* [AIM OF THE EXERCISE] Continue the abstract on deep-learning reconstruction of trabecular bone in the proximal femur, starting after its last sentence.

* [PASSAGE PROVIDED]
========================
Patchwise Trabecular Bone Reconstruction of a 2D Proximal Femur Using Deep Learning and Seamless Quilting Algorithm

Background and Objective

Current in vivo imaging modalities such as CT and MRI provide low-resolution (LR) skeletal images of a limited resolution (400 to 600 μm), which is insufficient to precisely evaluate bone strength. Similarly, recent deep learning technologies show a limitation in terms of upscale ratio and image size. They also require a large number of high-resolution (HR) reference images for training, which are unavailable to acquire in clinical practice. Although topology optimization shows the potential to reconstruct HR skeletal images from CT scan data, it requires extreme computing cost for a limited region of interest (ROI). The goal of this study is to acquire a 2D HR full proximal femur image by reconstructing HR patch images via a deep neural network and merging them seamlessly.

Methods

Topology optimization was conducted to generate synthetic proximal femur images. After these HR images were downscaled 10 times, finite element analysis was conducted to evaluate the structural behavior of the downscaled LR images. By dividing the proximal femur images into a set of patches which share their cut boundary, we could generate a total of 52,000 pairs of the HR and LR image patches and the LR structural behavior (nodal displacement in this study). Then, these patch-wise data were used to train three different deep neural networks: ResNet, U-Net, and SRGAN. Finally, after the HR patch images were upscaled 10 times by the trained networks, they were seamlessly merged by minimizing a structural discontinuity on the patch boundary.
========================
* [PROVIDED DATA]

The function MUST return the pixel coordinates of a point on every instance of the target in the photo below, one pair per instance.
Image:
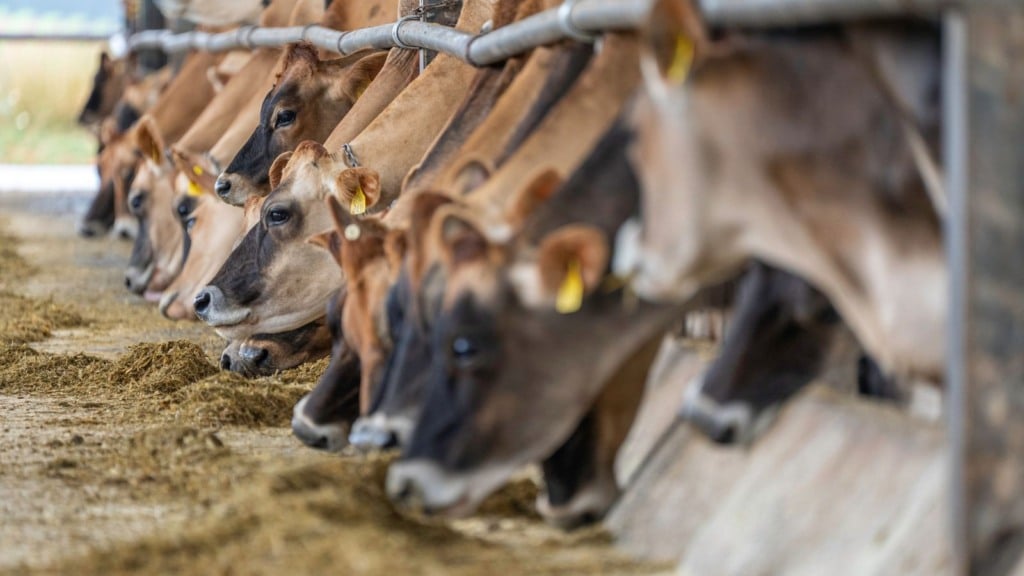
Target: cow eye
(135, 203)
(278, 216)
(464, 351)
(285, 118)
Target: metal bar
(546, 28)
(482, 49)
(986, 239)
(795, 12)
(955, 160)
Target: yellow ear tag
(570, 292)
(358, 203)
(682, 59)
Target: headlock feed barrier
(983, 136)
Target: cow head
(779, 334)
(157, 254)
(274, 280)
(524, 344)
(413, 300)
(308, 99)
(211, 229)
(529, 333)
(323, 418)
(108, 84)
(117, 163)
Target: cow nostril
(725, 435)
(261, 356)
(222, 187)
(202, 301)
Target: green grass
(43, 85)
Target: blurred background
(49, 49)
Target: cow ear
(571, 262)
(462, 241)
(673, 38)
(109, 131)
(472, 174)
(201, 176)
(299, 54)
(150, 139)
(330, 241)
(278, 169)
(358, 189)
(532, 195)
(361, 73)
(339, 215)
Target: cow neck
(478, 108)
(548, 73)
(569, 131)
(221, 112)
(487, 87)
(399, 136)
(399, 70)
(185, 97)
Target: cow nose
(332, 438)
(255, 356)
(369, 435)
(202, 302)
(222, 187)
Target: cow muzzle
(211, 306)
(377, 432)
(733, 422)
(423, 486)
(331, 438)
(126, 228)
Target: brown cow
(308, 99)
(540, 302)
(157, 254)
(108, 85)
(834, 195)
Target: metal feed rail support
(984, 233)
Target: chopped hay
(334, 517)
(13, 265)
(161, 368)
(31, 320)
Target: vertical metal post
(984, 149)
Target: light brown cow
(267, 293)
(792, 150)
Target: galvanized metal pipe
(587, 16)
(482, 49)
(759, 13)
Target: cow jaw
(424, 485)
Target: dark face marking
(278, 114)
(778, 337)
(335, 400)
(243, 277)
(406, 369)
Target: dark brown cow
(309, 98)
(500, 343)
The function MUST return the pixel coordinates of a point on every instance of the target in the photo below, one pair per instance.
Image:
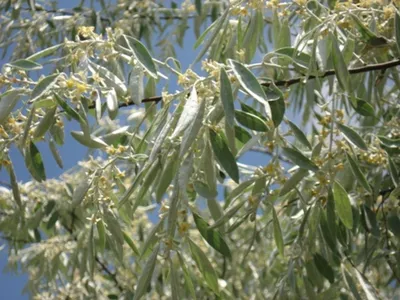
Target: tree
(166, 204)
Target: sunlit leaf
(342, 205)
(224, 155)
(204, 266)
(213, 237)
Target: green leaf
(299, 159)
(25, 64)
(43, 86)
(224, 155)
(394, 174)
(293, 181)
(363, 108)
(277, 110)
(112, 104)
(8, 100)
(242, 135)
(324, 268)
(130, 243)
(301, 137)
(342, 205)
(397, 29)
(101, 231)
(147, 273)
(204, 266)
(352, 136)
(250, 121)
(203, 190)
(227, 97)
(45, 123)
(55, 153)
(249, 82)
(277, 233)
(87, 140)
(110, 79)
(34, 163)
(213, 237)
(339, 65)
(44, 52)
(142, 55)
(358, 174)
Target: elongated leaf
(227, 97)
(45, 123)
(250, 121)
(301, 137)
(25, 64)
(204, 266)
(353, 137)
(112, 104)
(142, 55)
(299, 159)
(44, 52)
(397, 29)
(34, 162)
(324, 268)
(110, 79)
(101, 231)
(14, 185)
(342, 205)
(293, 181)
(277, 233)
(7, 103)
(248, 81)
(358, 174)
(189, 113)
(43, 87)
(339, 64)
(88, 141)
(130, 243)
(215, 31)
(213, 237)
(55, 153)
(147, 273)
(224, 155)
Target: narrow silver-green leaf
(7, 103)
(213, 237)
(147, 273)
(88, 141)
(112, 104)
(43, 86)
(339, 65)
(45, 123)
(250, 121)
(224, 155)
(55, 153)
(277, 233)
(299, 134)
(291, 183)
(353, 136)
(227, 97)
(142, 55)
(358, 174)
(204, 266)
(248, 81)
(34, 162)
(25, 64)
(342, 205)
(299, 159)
========================
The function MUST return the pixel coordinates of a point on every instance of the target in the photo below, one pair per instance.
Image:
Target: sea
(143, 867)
========================
* [ANSWER TO THE EXERCISE]
Results

The reconstructed HR proximal femur images were evaluated at three different ROIs in terms of image quality, apparent stiffness, and trabecular morphometric indices. They showed characteristic trabecular patterns with no visible structural discontinuity between the patches in all ROIs. Among three networks, ResNet showed the best performance in all quantitative measures.

Conclusion

This study proposes a novel framework that incorporates deep learning-based patchwise reconstruction and seamless quilting algorithm. Because the proposed method requires a very small number of reference HR images (only 11 synthetic full proximal femur images in total), it could be expanded to reconstruct trabecular bone from 3D clinical CT scan data for more reliable bone strength assessment in clinical practice.